##### TEXT BLOCK

'Re: Analyzers for various languages'

[prev in list] [next in list] [prev in thread] [next in thread] 

List:       lucene-dev
Subject:    Re: Analyzers for various languages
From:       "Che Dong" <chedong () hotmail ! com>
Date:       2002-12-31 6:59:19
[Download RAW message or body]

For asian language, Chinese Korean Japanese,  bigram based word segment is easy way \
to solve the word segment problem.  Bigram based word segment is:  C1C2C3C4  =>  C1C2 \
C2C3 C3C4  (C# is single CJK charator term) I think the the make a StandardTokenizer \
can handle multi language mixed content : Chinese/English, Japanese/French mixed \
content. 

In CJKTokenizer(modify from StopTokenizer) I use one char buffer remember previous \
CJK charactor to make overlap term(Ci + Ci-1)。 but in StandardTokenizer I still \
don't know how to make: T1T2T3T4 => T1T2 T2T3 T3T4.  (T# is single CJK charator term)

for more article on word segment for asian languages:
http://www.google.com/search?q=chinese+word+segment+bigram

Regards

Che, Dong
----- Original Message ----- 
From: "Eric Isakson" <Eric.Isakson@sas.com>
To: <lucene-dev@jakarta.apache.org>
Sent: Saturday, December 07, 2002 12:40 AM
Subject: Analyzers for various languages


> Hi All, 
> 
> I want to volunteer to help get language modules organized into the CVS and builds.

##########
##### SUPPLIED RECORDS

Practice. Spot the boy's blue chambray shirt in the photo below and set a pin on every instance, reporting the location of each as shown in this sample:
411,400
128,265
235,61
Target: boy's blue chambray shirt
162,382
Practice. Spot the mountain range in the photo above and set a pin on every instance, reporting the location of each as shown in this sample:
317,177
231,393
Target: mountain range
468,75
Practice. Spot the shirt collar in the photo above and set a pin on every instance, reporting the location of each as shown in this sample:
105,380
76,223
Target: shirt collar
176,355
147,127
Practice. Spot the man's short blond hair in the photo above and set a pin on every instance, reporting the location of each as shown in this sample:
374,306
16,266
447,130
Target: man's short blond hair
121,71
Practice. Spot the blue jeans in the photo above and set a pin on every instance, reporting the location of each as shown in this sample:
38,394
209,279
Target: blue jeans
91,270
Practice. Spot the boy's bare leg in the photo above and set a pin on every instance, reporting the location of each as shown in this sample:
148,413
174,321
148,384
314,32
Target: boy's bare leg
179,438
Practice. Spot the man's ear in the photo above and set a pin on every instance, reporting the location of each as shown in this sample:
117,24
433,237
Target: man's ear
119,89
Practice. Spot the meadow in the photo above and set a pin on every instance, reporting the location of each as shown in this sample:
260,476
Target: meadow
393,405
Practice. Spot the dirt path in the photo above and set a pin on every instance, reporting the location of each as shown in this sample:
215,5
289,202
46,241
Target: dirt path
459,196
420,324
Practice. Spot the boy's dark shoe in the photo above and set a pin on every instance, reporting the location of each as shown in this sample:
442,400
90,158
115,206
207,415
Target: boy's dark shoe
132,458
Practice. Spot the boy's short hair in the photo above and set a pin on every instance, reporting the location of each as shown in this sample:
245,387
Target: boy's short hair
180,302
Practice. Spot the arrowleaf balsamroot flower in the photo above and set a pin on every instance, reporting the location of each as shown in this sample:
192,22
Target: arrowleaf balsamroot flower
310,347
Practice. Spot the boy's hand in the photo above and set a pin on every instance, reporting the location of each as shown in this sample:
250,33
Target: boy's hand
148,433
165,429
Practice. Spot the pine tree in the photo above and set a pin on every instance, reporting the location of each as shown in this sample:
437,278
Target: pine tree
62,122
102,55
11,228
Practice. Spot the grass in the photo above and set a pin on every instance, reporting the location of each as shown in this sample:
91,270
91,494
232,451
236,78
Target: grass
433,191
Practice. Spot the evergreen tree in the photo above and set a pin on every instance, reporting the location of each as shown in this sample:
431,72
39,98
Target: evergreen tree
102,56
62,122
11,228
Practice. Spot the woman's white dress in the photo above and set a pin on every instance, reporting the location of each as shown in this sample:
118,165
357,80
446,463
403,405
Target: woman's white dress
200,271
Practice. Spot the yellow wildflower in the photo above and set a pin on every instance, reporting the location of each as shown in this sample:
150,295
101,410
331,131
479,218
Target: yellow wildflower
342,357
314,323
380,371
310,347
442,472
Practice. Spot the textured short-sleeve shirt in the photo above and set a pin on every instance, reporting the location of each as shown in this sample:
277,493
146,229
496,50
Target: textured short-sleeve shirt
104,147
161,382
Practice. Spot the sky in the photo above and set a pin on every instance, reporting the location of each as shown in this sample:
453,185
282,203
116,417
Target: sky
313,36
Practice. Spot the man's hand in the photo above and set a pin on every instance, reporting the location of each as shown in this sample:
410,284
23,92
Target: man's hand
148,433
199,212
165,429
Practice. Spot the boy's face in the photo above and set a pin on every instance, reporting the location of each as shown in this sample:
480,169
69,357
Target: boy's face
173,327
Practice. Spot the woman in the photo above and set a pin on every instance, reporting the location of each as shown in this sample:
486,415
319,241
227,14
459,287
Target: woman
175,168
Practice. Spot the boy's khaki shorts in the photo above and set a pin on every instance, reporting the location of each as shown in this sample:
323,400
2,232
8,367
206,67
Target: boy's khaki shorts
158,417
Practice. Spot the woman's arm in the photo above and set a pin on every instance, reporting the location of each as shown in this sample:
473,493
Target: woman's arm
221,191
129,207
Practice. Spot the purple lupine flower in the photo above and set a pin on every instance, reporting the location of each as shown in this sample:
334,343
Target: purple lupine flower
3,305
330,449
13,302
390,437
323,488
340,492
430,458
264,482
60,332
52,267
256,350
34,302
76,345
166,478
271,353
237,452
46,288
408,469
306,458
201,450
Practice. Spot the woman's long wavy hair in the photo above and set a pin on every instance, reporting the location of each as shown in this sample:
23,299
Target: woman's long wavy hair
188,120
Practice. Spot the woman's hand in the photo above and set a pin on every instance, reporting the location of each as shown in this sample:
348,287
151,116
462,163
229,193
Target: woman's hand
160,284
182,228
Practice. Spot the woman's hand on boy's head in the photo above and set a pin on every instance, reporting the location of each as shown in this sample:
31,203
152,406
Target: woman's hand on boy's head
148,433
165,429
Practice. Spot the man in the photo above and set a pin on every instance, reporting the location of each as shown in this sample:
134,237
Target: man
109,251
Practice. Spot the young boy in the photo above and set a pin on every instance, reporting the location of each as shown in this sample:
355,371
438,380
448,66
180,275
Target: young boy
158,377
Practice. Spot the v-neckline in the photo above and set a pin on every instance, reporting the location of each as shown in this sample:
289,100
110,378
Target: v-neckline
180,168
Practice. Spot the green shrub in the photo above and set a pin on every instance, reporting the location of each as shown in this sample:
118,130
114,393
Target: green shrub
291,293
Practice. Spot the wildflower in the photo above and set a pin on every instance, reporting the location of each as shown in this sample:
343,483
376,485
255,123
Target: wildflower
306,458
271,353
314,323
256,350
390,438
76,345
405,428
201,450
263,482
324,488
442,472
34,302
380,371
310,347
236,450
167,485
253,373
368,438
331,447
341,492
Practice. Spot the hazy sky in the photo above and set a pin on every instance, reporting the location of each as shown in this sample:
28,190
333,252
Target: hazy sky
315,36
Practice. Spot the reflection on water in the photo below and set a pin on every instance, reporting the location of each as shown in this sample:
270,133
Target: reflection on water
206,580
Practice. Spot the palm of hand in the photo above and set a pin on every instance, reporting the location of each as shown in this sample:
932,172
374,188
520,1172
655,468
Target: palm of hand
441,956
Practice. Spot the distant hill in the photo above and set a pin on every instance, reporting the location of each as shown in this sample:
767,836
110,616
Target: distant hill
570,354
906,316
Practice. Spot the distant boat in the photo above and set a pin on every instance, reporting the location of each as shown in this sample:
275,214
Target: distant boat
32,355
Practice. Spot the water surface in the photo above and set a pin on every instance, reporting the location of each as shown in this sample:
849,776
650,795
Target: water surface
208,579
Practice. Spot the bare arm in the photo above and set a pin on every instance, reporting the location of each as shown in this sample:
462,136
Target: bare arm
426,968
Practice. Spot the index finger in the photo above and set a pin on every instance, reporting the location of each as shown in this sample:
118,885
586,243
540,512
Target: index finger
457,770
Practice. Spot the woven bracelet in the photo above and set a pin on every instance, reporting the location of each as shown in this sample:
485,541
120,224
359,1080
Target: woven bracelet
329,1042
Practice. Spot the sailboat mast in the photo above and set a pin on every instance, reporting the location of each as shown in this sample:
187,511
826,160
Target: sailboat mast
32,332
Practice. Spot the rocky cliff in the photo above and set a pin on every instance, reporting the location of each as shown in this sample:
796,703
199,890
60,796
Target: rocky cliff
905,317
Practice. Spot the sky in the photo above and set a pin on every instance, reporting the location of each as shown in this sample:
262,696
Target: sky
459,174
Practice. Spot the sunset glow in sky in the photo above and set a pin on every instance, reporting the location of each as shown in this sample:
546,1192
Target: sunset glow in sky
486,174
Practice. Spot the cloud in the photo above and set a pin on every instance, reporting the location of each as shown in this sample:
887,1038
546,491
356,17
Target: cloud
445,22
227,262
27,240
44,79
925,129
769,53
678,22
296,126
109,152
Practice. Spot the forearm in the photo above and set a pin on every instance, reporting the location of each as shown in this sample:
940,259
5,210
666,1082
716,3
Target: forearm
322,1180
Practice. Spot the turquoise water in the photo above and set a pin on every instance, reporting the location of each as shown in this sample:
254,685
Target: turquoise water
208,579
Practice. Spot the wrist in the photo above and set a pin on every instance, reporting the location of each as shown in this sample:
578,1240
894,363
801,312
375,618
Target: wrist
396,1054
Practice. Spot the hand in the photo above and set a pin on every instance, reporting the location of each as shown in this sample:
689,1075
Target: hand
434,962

##########

[ACTIONS TO TAKE]
1 – Write out the mailing list post on analyzers for various languages in full, word for word.
2 – From the line in the records containing "Practice. Spot the wrist" through the end of the records, reproduce those lines with "wrist" replaced by "ankle" and nothing else changed.

[EXERCISE ANSWERS]
1 –
'Re: Analyzers for various languages'

[prev in list] [next in list] [prev in thread] [next in thread] 

List:       lucene-dev
Subject:    Re: Analyzers for various languages
From:       "Che Dong" <chedong () hotmail ! com>
Date:       2002-12-31 6:59:19
[Download RAW message or body]

For asian language, Chinese Korean Japanese,  bigram based word segment is easy way \
to solve the word segment problem.  Bigram based word segment is:  C1C2C3C4  =>  C1C2 \
C2C3 C3C4  (C# is single CJK charator term) I think the the make a StandardTokenizer \
can handle multi language mixed content : Chinese/English, Japanese/French mixed \
content. 

In CJKTokenizer(modify from StopTokenizer) I use one char buffer remember previous \
CJK charactor to make overlap term(Ci + Ci-1)。 but in StandardTokenizer I still \
don't know how to make: T1T2T3T4 => T1T2 T2T3 T3T4.  (T# is single CJK charator term)

for more article on word segment for asian languages:
http://www.google.com/search?q=chinese+word+segment+bigram

Regards

Che, Dong
----- Original Message ----- 
From: "Eric Isakson" <Eric.Isakson@sas.com>
To: <lucene-dev@jakarta.apache.org>
Sent: Saturday, December 07, 2002 12:40 AM
Subject: Analyzers for various languages


> Hi All, 
> 
> I want to volunteer to help get language modules organized into the CVS and builds.

2 –
Practice. Spot the ankle in the photo above and set a pin on every instance, reporting the location of each as shown in this sample:
578,1240
894,363
801,312
375,618
Target: ankle
396,1054
Practice. Spot the hand in the photo above and set a pin on every instance, reporting the location of each as shown in this sample:
689,1075
Target: hand
434,962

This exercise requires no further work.